Brief: Please transcribe exactly the lines from the first line of the records below through the line containing "Need: one point per instance of the electrical", including both, and omit all pictures.

Source records:

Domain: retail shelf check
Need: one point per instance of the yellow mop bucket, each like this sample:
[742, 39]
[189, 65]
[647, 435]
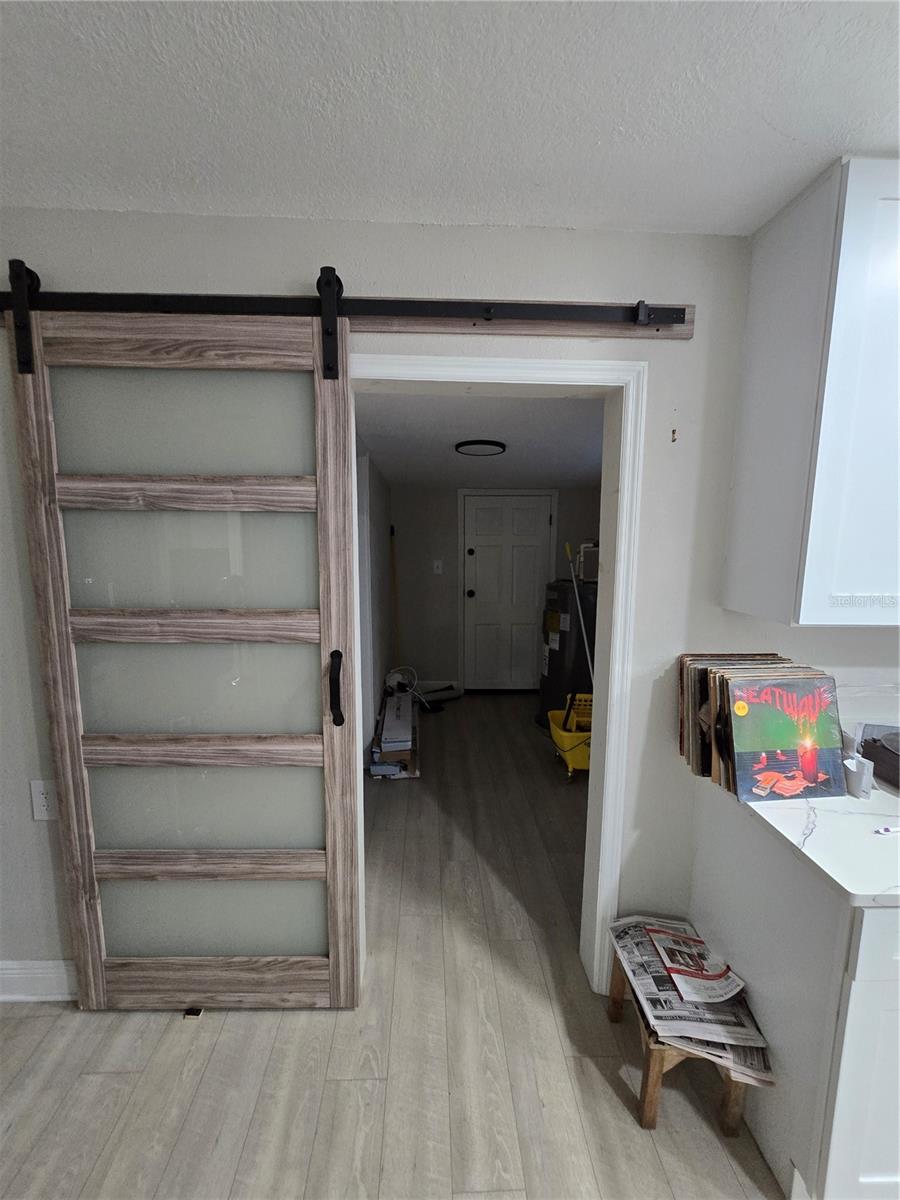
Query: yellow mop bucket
[571, 737]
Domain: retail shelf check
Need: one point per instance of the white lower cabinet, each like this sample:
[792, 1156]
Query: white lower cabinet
[861, 1151]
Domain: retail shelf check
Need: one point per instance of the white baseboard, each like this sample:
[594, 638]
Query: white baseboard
[37, 979]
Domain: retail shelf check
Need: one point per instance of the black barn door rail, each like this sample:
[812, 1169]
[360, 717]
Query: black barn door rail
[330, 305]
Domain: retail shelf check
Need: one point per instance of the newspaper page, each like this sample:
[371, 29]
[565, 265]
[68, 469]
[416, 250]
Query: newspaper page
[749, 1065]
[667, 1013]
[694, 969]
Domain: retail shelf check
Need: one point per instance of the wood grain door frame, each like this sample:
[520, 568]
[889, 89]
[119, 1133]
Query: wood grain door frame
[611, 784]
[270, 343]
[461, 493]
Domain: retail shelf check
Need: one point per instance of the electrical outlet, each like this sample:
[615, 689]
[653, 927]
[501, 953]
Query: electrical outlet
[43, 801]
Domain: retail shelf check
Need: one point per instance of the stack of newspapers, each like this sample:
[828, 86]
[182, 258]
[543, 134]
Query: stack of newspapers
[689, 997]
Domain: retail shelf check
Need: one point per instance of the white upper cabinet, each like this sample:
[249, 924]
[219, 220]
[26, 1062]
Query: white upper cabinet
[814, 511]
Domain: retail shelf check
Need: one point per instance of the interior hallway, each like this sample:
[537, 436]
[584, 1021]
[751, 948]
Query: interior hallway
[479, 1062]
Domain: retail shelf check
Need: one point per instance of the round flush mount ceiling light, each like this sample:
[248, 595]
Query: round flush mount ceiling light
[480, 448]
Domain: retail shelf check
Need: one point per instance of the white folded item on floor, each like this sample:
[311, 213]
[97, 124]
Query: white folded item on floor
[667, 965]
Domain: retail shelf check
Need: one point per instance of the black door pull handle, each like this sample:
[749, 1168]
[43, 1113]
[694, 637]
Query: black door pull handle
[334, 683]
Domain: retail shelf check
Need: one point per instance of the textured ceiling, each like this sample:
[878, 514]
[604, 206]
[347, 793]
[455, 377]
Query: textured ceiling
[702, 117]
[552, 436]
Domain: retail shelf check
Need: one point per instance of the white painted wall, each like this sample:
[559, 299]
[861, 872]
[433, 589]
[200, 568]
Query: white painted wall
[426, 521]
[693, 388]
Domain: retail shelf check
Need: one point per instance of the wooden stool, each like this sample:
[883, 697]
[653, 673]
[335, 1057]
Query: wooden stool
[658, 1059]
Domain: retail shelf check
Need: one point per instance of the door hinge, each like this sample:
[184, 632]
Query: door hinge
[330, 289]
[24, 283]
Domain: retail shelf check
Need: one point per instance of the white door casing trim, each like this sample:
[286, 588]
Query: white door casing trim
[606, 795]
[461, 493]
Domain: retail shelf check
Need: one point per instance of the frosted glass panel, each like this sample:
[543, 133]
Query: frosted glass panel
[210, 917]
[136, 421]
[192, 559]
[208, 808]
[201, 689]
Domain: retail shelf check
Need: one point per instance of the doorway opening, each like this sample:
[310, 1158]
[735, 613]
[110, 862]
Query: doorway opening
[419, 508]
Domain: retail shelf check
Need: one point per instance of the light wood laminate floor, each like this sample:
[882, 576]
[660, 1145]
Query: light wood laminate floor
[478, 1065]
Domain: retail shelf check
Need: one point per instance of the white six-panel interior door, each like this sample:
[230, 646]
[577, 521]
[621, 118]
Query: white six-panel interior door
[508, 544]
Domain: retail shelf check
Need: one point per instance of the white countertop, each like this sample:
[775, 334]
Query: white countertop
[838, 837]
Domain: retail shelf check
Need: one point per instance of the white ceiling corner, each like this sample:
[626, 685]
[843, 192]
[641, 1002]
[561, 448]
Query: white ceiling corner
[697, 117]
[553, 436]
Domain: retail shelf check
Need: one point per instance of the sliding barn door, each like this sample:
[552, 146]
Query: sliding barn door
[189, 485]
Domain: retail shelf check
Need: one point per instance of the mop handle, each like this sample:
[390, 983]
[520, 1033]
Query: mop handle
[581, 615]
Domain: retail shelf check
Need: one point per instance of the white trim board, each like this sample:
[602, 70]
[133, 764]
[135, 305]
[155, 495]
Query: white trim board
[37, 979]
[606, 789]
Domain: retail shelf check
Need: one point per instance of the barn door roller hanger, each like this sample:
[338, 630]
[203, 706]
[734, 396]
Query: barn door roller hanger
[329, 304]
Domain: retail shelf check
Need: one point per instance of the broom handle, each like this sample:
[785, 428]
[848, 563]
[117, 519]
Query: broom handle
[581, 615]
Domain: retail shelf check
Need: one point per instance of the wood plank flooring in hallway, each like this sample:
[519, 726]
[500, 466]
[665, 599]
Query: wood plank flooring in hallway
[478, 1065]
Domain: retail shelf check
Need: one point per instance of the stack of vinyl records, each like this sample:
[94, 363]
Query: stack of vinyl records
[761, 726]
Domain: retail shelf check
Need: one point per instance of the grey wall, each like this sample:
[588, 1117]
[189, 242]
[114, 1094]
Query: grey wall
[379, 538]
[425, 528]
[426, 521]
[577, 520]
[373, 533]
[684, 498]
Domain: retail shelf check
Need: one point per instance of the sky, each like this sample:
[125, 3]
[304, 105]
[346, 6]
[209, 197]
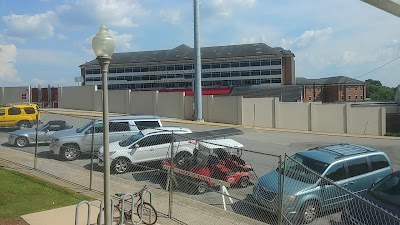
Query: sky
[43, 42]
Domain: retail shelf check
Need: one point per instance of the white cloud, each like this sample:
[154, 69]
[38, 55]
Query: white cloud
[229, 7]
[172, 16]
[36, 25]
[118, 13]
[307, 38]
[36, 82]
[8, 55]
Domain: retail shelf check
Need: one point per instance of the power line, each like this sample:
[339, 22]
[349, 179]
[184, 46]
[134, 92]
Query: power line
[378, 67]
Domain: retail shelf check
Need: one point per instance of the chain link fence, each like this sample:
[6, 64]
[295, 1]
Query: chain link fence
[208, 167]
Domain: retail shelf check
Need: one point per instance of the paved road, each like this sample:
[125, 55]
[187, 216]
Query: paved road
[262, 141]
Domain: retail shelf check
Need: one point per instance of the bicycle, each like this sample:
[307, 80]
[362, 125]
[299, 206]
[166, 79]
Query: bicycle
[148, 215]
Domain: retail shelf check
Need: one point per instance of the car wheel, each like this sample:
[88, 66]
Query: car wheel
[21, 142]
[120, 165]
[201, 187]
[69, 152]
[243, 182]
[181, 158]
[24, 125]
[308, 212]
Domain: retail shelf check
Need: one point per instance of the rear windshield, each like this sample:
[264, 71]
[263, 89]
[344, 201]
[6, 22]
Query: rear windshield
[299, 172]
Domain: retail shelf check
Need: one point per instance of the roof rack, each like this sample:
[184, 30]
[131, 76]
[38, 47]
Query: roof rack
[341, 151]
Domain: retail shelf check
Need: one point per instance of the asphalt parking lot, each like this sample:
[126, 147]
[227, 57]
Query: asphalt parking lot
[262, 141]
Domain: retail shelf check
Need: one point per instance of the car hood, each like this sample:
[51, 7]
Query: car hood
[114, 147]
[24, 131]
[65, 133]
[291, 186]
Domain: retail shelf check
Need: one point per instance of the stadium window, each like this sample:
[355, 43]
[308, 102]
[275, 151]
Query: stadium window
[265, 62]
[235, 74]
[206, 66]
[225, 65]
[216, 65]
[225, 74]
[255, 73]
[276, 62]
[265, 72]
[245, 73]
[244, 64]
[276, 80]
[178, 67]
[275, 71]
[235, 64]
[255, 63]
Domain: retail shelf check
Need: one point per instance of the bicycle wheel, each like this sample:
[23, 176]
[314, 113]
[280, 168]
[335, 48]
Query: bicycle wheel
[116, 216]
[149, 213]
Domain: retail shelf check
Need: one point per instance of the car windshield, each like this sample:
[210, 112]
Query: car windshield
[388, 190]
[132, 139]
[298, 172]
[84, 127]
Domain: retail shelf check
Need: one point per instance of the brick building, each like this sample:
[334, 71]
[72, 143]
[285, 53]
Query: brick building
[332, 89]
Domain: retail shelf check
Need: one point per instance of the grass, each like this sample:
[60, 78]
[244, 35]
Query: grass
[21, 194]
[393, 134]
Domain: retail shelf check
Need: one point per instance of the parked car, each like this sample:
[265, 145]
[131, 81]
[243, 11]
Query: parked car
[18, 115]
[69, 144]
[25, 137]
[306, 194]
[384, 194]
[145, 146]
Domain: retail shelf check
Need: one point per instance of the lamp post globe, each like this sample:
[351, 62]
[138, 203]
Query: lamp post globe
[103, 47]
[103, 44]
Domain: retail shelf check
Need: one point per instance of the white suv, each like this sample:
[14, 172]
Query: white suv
[148, 145]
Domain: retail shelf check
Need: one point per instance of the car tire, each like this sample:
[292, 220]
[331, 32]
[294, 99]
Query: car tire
[181, 158]
[308, 212]
[120, 165]
[243, 182]
[21, 142]
[24, 124]
[69, 152]
[201, 187]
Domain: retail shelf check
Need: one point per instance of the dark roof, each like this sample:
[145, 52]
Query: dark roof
[328, 81]
[184, 52]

Answer to this problem:
Domain: retail shelf check
Need: one point per instance of the yellow mop bucket, each like this sample:
[742, 39]
[189, 65]
[647, 435]
Query: yellow mop bucket
[571, 737]
Domain: retail shelf check
Need: one point per instance of the white lower cabinet, each like this sample:
[792, 1156]
Query: white lower cabinet
[861, 1151]
Domain: retail shelf check
Need: one point per instance of the white baseboard, each like this sample:
[594, 638]
Query: white baseboard
[37, 979]
Domain: retail shelf check
Need: one point per instance of the black barn door rail, each like this sample:
[812, 1169]
[360, 717]
Query: black barn door rail
[330, 305]
Domain: retail shelf check
Need: one point per instance of the newspaper page, each like this sample:
[371, 29]
[565, 265]
[68, 469]
[416, 250]
Query: newspaper page
[749, 1065]
[667, 1013]
[694, 969]
Domain: retail shelf check
Need: one point per instance of the wood grain door frame, each like this sample:
[520, 568]
[889, 89]
[119, 1133]
Query: wood grain door frame
[611, 784]
[270, 343]
[461, 493]
Domain: retail shelf check
Need: one point per instance of the electrical outlet, each like this sample:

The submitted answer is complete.